- **AIM**
In the forum thread below about the proposed SAFEUNGROUP operator, what names would SAFEUNGROUP give the inner attributes bar, baz, and zam of an RVA named foo?

- **SOURCE EXTRACT**
>> START

The Forum for Discussion about The Third Manifesto and Related Matters

You need to log in to create posts and topics.

Proposed SAFEUNGROUP operator

12

The UNGROUP operator is not a safe operator; it cannot be applied to just any RVA.  In particular, if the attribute names inside the RVA overlap at all with the attribute names of the relation holding the RVA, then the UNGROUP cannot be done until the conflicting names in the outer relation have been renamed away (since there is, AFAICT, no way to rename the inner ones).  A second rename will then give all the attributes the desired final names.  But this RENAME-UNGROUP-RENAME is both sufficiently annoying and overly general.

Therefore I am suggesting a slightly different operator called SAFEUNGROUP.  It is not entirely safe either, but it's a lot better.  The idea here is that if the RVA is named foo and its inner attributes are {bar, baz, zam}, then they are ungrouped using the names {foo_bar, foo_baz, foo_zam}.  In particular, if there are two RVAs in the same relation that have the same type, then ungrouping both of them with UNGROUP is definitely going to produce a problem, but with SAFEUNGROUP it will work.

Of course if by chance the outer relation already has attributes with these names, SAFEUNGROUP will fail.  If another character such as $ were reserved for the purpose and never used for user-chosen attribute names, that source of conflict would be eliminated.

I came up with what I think is a better alternative years ago.  I made group/ungroup into more fundamental basic operators that are intended to be combined with other operators like project and extend to do everything Tutorial D's group/ungroup do.  My group/ungroup are each unary operators that take a single binary relation with a specific heading and result in a binary relation with a specific heading.  The input to group has 2 TVAs and outputs 1 TVA + 1 RVA, while ungroup does the opposite.  The attribute that remains a TVA is the one being grouped-by, and the one that changes to/from an RVA is the one being grouped/ungrouped.  With this design, group/ungroup are guaranteed to be safe, and any possible collisions are preventable by higher-level code that uses them.

>> END

- **RECORD SET**
>> START

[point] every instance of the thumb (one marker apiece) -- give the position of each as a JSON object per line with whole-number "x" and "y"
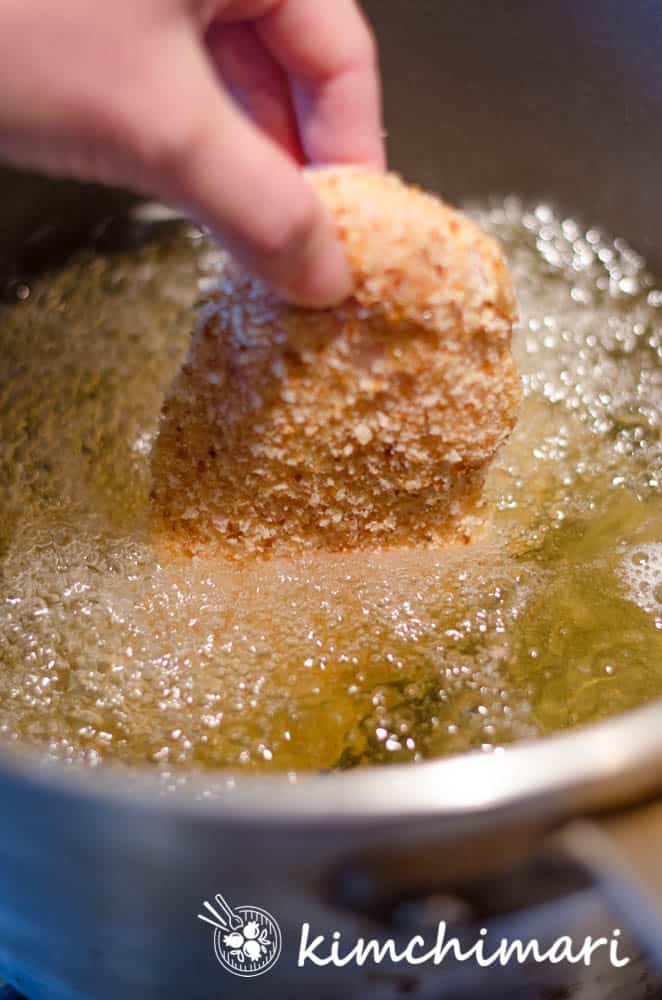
{"x": 193, "y": 147}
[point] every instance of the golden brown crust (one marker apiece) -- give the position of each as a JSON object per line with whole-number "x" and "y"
{"x": 371, "y": 424}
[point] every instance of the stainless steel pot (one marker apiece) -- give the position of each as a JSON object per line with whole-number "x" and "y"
{"x": 101, "y": 877}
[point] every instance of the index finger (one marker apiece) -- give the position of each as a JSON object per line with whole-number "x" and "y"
{"x": 330, "y": 54}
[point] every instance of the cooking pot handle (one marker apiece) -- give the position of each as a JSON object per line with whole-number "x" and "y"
{"x": 624, "y": 852}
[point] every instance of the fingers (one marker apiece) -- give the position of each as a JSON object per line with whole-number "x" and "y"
{"x": 330, "y": 54}
{"x": 256, "y": 81}
{"x": 204, "y": 154}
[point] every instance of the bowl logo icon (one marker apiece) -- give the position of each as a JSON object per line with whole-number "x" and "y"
{"x": 247, "y": 939}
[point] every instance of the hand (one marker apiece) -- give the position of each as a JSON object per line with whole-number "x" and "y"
{"x": 213, "y": 105}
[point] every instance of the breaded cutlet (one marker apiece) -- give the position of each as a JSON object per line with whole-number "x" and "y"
{"x": 372, "y": 424}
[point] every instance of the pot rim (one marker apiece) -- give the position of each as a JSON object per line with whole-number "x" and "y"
{"x": 611, "y": 763}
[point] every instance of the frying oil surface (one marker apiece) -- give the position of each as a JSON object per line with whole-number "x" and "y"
{"x": 553, "y": 620}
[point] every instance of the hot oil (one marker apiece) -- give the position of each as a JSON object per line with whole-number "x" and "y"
{"x": 552, "y": 620}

>> END

- **TASK OUTPUT**
foo_bar, foo_baz, and foo_zam